_INSTRUÇÃO ESCRITA A_
No trecho fornecido, o que se pede no final quanto ao recurso e à sentença recorrida?

_TRECHO FORNECIDO_
########################################

39. Nos termos em que está redigido o art. 10.º, n.º 1, da L.P.P.I.A. não está em causa a defesa de bens jurídicos pois “pune-se” cega e excessivamente - sempre, sem margem para atenuação especial - a pessoa singular agente da infracção, indo muito além da necessidade de só -sancionar e defender bens jurídicos numa justa e proporcional medida, desconsiderando-se a mais justa e ponderada equação entre o valor da multa, os desvalores da acção e do resultado e os rendimentos do eventual infractor.
40. Ao não ter adoptado este entendimento e, pois, ao acolher a actuação procedimental da Administração, o Tribunal a quo frustrou a mais adequada e acertada interpretação e aplicação das normas e princípios com sede, entre outros normativos, no art. 10.º, n.º 1, da L.P.P.I.A., no art. 19.º e no art. 82.º e no parágrafo terceiro do art. 143.º, todos da Lei Básica, pelo que se pede seja julgado procedente o recurso, revogando-se a douta sentença recorrida.

########################################

_DADOS DA TAREFA_

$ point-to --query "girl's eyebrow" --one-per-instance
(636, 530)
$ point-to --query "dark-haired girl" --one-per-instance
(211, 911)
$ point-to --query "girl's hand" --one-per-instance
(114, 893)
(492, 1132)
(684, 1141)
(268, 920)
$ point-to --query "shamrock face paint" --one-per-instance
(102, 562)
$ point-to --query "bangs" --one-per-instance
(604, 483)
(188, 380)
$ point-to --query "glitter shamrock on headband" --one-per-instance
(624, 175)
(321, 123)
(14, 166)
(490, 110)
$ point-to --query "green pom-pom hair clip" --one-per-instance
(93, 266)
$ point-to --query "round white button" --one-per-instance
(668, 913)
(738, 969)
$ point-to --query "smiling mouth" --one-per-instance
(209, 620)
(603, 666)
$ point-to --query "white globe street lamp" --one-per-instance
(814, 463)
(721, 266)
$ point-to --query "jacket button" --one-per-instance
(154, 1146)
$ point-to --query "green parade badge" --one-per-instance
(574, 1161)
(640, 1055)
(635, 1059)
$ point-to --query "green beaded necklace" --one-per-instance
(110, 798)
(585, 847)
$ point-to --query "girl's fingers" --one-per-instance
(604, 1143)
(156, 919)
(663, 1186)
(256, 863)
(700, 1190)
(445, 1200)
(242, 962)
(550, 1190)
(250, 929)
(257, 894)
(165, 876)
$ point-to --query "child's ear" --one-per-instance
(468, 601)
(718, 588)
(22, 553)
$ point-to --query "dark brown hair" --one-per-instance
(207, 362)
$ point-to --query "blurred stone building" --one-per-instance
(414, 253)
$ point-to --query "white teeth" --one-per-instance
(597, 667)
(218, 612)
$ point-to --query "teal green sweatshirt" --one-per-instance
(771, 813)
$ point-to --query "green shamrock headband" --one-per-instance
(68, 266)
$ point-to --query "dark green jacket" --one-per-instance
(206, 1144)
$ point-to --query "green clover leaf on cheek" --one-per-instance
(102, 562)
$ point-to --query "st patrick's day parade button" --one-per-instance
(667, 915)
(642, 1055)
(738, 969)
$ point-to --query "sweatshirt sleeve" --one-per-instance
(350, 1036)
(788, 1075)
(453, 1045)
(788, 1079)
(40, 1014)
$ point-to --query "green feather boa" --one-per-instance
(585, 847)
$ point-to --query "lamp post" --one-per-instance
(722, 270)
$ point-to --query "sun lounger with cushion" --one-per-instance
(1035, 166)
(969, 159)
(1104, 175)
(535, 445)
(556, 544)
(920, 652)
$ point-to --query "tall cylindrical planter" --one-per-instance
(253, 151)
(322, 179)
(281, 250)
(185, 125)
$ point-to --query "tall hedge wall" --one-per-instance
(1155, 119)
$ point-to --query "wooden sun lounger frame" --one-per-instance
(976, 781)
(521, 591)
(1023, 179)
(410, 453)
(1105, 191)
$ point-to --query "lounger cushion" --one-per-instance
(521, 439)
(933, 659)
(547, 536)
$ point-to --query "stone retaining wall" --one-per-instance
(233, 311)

########################################

_INSTRUÇÃO ESCRITA B_
Conte as linhas dos dados acima que contêm a palavra "sweatshirt". Informe somente o número.

_RESPOSTA ESCRITA A_
Pede-se que o recurso seja julgado procedente, revogando-se a sentença recorrida.

_RESPOSTA ESCRITA B_
2